**FILAS DE ORIGEN:**

++++++++++++++++++++

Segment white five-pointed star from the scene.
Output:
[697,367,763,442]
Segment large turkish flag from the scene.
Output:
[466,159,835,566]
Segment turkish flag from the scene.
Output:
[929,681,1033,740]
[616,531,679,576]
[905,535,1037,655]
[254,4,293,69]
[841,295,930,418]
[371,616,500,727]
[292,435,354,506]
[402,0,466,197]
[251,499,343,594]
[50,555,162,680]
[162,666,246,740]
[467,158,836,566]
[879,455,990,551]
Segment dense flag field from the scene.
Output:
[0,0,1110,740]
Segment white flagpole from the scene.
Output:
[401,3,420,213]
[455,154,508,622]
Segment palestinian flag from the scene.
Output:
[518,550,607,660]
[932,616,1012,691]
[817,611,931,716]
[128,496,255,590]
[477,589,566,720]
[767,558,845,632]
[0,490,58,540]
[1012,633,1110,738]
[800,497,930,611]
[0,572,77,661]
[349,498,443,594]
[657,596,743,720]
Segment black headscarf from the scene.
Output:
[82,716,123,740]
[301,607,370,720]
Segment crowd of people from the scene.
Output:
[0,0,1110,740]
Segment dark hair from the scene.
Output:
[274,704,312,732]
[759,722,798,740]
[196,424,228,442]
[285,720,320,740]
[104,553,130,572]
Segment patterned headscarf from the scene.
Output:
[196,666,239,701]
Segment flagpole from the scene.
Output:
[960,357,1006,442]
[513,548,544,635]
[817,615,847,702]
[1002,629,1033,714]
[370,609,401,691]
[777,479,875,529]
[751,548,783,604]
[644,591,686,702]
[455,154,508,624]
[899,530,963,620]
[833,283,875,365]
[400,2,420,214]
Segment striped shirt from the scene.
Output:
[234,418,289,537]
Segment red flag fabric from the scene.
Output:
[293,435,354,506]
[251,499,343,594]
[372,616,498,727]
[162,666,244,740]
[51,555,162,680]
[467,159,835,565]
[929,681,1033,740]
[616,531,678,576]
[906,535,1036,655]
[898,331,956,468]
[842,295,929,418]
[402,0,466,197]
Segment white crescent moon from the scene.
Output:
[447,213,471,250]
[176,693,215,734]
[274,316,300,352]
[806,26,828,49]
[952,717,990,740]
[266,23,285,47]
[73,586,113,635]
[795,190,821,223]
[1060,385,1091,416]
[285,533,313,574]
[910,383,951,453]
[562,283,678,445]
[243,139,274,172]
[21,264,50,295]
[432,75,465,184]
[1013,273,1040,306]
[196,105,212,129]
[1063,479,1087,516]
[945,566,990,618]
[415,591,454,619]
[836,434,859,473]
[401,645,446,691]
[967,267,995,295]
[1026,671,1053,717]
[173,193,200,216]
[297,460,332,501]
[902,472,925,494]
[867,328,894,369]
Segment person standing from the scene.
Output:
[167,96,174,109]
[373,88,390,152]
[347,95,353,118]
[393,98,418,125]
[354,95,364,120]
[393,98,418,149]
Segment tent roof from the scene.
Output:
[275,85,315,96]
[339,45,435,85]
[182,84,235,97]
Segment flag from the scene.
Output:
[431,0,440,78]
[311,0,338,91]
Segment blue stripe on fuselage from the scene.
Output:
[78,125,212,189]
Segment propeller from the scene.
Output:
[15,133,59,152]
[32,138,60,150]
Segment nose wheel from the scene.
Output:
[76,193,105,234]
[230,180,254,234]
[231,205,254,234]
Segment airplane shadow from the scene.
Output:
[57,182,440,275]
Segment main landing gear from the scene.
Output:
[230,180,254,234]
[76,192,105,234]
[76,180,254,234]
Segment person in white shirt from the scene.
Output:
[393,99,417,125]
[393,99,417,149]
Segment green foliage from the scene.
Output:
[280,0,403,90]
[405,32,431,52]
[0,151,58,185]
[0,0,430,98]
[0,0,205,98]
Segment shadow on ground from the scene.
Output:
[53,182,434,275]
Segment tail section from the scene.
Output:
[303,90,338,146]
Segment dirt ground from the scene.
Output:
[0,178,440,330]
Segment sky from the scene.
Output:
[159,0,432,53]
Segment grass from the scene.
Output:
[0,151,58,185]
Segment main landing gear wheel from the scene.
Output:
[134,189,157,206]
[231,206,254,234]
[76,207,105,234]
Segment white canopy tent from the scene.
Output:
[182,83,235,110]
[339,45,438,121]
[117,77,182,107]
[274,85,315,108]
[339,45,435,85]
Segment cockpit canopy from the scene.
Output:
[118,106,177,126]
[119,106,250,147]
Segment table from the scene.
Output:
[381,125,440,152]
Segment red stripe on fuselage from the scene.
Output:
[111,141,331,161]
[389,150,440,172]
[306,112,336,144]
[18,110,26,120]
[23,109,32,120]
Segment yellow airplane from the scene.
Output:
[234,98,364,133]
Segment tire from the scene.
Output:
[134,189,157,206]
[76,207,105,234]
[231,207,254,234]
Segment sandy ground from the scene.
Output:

++++++++++++++++++++

**INSTRUCCIONES DE LA TAREA:** Organiza todas las filas anteriores como una lista JSON de cadenas, con una cadena por cada línea y omitiendo las líneas en blanco.

**RESPUESTA COMPLETA:**
[
  "Segment white five-pointed star from the scene.",
  "Output:",
  "[697,367,763,442]",
  "Segment large turkish flag from the scene.",
  "Output:",
  "[466,159,835,566]",
  "Segment turkish flag from the scene.",
  "Output:",
  "[929,681,1033,740]",
  "[616,531,679,576]",
  "[905,535,1037,655]",
  "[254,4,293,69]",
  "[841,295,930,418]",
  "[371,616,500,727]",
  "[292,435,354,506]",
  "[402,0,466,197]",
  "[251,499,343,594]",
  "[50,555,162,680]",
  "[162,666,246,740]",
  "[467,158,836,566]",
  "[879,455,990,551]",
  "Segment dense flag field from the scene.",
  "Output:",
  "[0,0,1110,740]",
  "Segment white flagpole from the scene.",
  "Output:",
  "[401,3,420,213]",
  "[455,154,508,622]",
  "Segment palestinian flag from the scene.",
  "Output:",
  "[518,550,607,660]",
  "[932,616,1012,691]",
  "[817,611,931,716]",
  "[128,496,255,590]",
  "[477,589,566,720]",
  "[767,558,845,632]",
  "[0,490,58,540]",
  "[1012,633,1110,738]",
  "[800,497,930,611]",
  "[0,572,77,661]",
  "[349,498,443,594]",
  "[657,596,743,720]",
  "Segment black headscarf from the scene.",
  "Output:",
  "[82,716,123,740]",
  "[301,607,370,720]",
  "Segment crowd of people from the scene.",
  "Output:",
  "[0,0,1110,740]",
  "Segment dark hair from the scene.",
  "Output:",
  "[274,704,312,732]",
  "[759,722,798,740]",
  "[196,424,228,442]",
  "[285,720,320,740]",
  "[104,553,130,572]",
  "Segment patterned headscarf from the scene.",
  "Output:",
  "[196,666,239,701]",
  "Segment flagpole from the scene.",
  "Output:",
  "[960,357,1006,442]",
  "[513,548,544,635]",
  "[817,615,847,702]",
  "[1002,629,1033,714]",
  "[370,609,401,691]",
  "[777,479,875,529]",
  "[751,548,783,604]",
  "[644,591,686,702]",
  "[455,154,508,624]",
  "[899,530,963,620]",
  "[833,283,875,365]",
  "[400,2,420,214]",
  "Segment striped shirt from the scene.",
  "Output:",
  "[234,418,289,537]",
  "Segment red flag fabric from the scene.",
  "Output:",
  "[293,435,354,506]",
  "[251,499,343,594]",
  "[372,616,498,727]",
  "[162,666,244,740]",
  "[51,555,162,680]",
  "[467,159,835,565]",
  "[929,681,1033,740]",
  "[616,531,678,576]",
  "[906,535,1036,655]",
  "[898,331,956,468]",
  "[842,295,929,418]",
  "[402,0,466,197]",
  "Segment white crescent moon from the scene.",
  "Output:",
  "[447,213,471,250]",
  "[176,693,215,734]",
  "[274,316,300,352]",
  "[806,26,828,49]",
  "[952,717,990,740]",
  "[266,23,285,47]",
  "[73,586,113,635]",
  "[795,190,821,223]",
  "[1060,385,1091,416]",
  "[285,533,313,574]",
  "[910,383,951,453]",
  "[562,283,678,445]",
  "[243,139,274,172]",
  "[21,264,50,295]",
  "[432,75,465,184]",
  "[1013,273,1040,306]",
  "[196,105,212,129]",
  "[1063,479,1087,516]",
  "[945,566,990,618]",
  "[415,591,454,619]",
  "[836,434,859,473]",
  "[401,645,446,691]",
  "[967,267,995,295]",
  "[1026,671,1053,717]",
  "[173,193,200,216]",
  "[297,460,332,501]",
  "[902,472,925,494]",
  "[867,328,894,369]",
  "Segment person standing from the scene.",
  "Output:",
  "[167,96,174,109]",
  "[373,88,390,152]",
  "[347,95,353,118]",
  "[393,98,418,125]",
  "[354,95,364,120]",
  "[393,98,418,149]",
  "Segment tent roof from the scene.",
  "Output:",
  "[275,85,315,96]",
  "[339,45,435,85]",
  "[182,84,235,97]",
  "Segment flag from the scene.",
  "Output:",
  "[431,0,440,78]",
  "[311,0,338,91]",
  "Segment blue stripe on fuselage from the scene.",
  "Output:",
  "[78,125,212,189]",
  "Segment propeller from the scene.",
  "Output:",
  "[15,133,59,152]",
  "[32,138,60,150]",
  "Segment nose wheel from the scene.",
  "Output:",
  "[76,193,105,234]",
  "[230,180,254,234]",
  "[231,205,254,234]",
  "Segment airplane shadow from the scene.",
  "Output:",
  "[57,182,440,275]",
  "Segment main landing gear from the scene.",
  "Output:",
  "[230,180,254,234]",
  "[76,192,105,234]",
  "[76,180,254,234]",
  "Segment person in white shirt from the scene.",
  "Output:",
  "[393,99,417,125]",
  "[393,99,417,149]",
  "Segment green foliage from the scene.",
  "Output:",
  "[280,0,403,90]",
  "[405,32,431,52]",
  "[0,151,58,185]",
  "[0,0,430,98]",
  "[0,0,205,98]",
  "Segment shadow on ground from the scene.",
  "Output:",
  "[53,182,434,275]",
  "Segment tail section from the scene.",
  "Output:",
  "[303,90,338,146]",
  "Segment dirt ground from the scene.",
  "Output:",
  "[0,178,440,330]",
  "Segment sky from the scene.",
  "Output:",
  "[159,0,432,53]",
  "Segment grass from the scene.",
  "Output:",
  "[0,151,58,185]",
  "Segment main landing gear wheel from the scene.",
  "Output:",
  "[134,189,157,206]",
  "[231,206,254,234]",
  "[76,207,105,234]",
  "Segment white canopy tent from the scene.",
  "Output:",
  "[182,83,235,110]",
  "[339,45,438,121]",
  "[117,77,182,107]",
  "[274,85,315,108]",
  "[339,45,435,85]",
  "Segment cockpit canopy from the scene.",
  "Output:",
  "[118,106,177,126]",
  "[119,106,250,147]",
  "Segment table from the scene.",
  "Output:",
  "[381,125,440,152]",
  "Segment red stripe on fuselage from the scene.",
  "Output:",
  "[111,141,331,161]",
  "[389,150,440,172]",
  "[306,112,336,144]",
  "[18,110,26,120]",
  "[23,109,32,120]",
  "Segment yellow airplane from the scene.",
  "Output:",
  "[234,98,364,133]",
  "Segment tire from the scene.",
  "Output:",
  "[134,189,157,206]",
  "[76,207,105,234]",
  "[231,207,254,234]",
  "Segment sandy ground from the scene.",
  "Output:"
]